CHECK YOUR UNDERSTANDING
A - In the text on drinking and riding, list the things the writer did at Slowbar after realizing the drinking had to stop, up to and including the ride home.
B - According to the text on drinking and riding, what was the writer's first bike?
C - Please repeat the part of the text on drinking and riding starting at "Some folks have" and ending at "choices are yours.".

READING TEXT
Booze is generally used to enhance experiences, loosen up, and have a little fun. I need none of that assistance when I’m on a motorcycle.
3. One beer today doesn’t act the same as one tomorrow.
I don’t know about you, but sometimes the same drink on different days will have a stronger effect than on others. I don’t mean before or after food, on a particularly busy and exhausting day or lazy one. I mean my body sometimes decides to get a wicked buzz off of practically no booze at all, and others I’ll have two drinks and be like “was there liquor in that?” In other words, my metabolism is not reliable for gauging what kind of effect alcohol will have on me. So it’s better safe than sorry.
4. It helps me worry less.
I’m a worrier and a planner. If I can avoid issues and problems ahead of time, I feel better about my decisions. I still love adventure and throwing caution to the wind, but I feel like if I set things up for doing so, I feel a lot more relaxed about it. Same goes for drinking and riding- sometimes it sucks not to have a beer with a burger at lunch on a ride. But in the end, I know I’ll feel a lot more secure about my ride… which makes it a lot more pleasant in the long run.
Oh, and since you’re probably curious about my earlier comment admitting a buzzed blast on bike… here’s the lowdown. It was about two months after I got my first bike, a 1980 Yamaha XJ Maxim 650. My buddy Tim and I were out riding, and we decided to meet up with my [now ex] Husband for some food on the way home after he was off work. We went to Slowbar, one of my favorite Portland food and drink spots, which has amaaazing burgers and cheap booze. Not thinking, I ordered what I usually did, which is a mixed drink in a pint glass called the White Limes. Half way through, I realized I felt a little tingle coming on, I had my bike, and oh my god I needed to stop drinking. So, I passed on the rest of the drink, let my food settle for a while, then rode home. It was only four miles, and I only had half a drink, but I had way too much fun. I caught myself trying to get air on this giant cruiser over the speed bumps near my house. Yeah, obviously not a great plan. Anyway, I got home and vowed to never drink and ride again.
Some folks have told me I’m a stick in the mud, or seem to look guilty as they drink their beer during food break on a ride… just don’t. On both fronts. It’s my own thing, and your choices are yours.

EXERCISE DATA
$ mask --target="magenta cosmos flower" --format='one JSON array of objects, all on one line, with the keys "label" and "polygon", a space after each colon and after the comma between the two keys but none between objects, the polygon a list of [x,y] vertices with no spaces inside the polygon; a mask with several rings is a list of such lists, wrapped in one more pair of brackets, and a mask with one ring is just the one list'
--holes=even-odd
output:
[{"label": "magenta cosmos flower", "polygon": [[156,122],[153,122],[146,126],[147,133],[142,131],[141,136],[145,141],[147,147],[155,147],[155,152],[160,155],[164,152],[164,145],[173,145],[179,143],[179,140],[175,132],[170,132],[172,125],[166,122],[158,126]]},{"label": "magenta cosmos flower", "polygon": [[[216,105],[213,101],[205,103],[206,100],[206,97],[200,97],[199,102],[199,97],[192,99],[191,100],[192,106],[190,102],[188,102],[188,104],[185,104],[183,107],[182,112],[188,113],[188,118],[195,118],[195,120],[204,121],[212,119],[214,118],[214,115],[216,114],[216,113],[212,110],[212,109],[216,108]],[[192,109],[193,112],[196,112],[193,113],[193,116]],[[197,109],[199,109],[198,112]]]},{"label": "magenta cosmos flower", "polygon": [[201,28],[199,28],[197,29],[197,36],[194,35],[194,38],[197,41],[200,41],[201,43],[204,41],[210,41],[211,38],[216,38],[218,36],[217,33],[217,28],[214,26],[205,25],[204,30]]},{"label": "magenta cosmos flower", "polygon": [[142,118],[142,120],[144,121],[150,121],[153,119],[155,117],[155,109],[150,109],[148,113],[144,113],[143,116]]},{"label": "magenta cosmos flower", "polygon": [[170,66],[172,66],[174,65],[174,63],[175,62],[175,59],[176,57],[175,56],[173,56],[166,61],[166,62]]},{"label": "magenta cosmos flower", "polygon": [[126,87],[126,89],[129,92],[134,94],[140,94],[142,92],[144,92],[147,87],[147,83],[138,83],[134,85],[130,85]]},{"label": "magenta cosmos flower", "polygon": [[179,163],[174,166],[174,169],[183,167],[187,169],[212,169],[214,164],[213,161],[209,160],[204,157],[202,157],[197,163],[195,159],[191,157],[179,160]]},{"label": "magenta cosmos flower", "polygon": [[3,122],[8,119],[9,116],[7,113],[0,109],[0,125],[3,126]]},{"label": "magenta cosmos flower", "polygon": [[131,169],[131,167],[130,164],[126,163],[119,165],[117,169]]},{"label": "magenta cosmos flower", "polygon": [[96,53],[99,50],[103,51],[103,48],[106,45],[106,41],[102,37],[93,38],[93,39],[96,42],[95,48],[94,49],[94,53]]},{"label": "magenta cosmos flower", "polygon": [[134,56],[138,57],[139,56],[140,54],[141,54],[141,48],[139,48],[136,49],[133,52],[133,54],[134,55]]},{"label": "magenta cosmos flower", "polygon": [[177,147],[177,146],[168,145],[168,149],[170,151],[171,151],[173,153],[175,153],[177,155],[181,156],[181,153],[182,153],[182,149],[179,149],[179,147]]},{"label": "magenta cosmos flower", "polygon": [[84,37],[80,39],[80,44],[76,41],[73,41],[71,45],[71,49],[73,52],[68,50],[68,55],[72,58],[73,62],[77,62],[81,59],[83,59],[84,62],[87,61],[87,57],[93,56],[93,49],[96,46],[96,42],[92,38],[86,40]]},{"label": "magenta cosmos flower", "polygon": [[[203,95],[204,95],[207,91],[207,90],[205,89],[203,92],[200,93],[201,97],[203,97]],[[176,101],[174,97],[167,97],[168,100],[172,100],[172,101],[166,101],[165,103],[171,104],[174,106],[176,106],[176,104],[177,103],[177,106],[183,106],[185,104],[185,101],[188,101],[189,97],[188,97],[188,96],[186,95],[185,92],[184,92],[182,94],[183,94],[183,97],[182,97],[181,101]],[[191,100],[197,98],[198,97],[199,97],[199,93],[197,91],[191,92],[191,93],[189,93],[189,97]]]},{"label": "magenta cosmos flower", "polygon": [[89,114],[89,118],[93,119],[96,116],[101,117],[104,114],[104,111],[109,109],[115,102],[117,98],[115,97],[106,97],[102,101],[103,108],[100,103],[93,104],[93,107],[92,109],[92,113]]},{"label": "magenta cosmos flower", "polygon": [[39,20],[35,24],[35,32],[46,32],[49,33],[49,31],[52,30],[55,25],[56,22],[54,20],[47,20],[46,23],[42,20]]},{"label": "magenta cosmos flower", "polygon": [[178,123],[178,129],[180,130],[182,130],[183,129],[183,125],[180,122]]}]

ANSWERS FOR THIS EXERCISE
A -
- Passed on the rest of the drink
- Let the food settle for a while
- Rode home

B - A 1980 Yamaha XJ Maxim 650.

C -
Some folks have told me I’m a stick in the mud, or seem to look guilty as they drink their beer during food break on a ride… just don’t. On both fronts. It’s my own thing, and your choices are yours.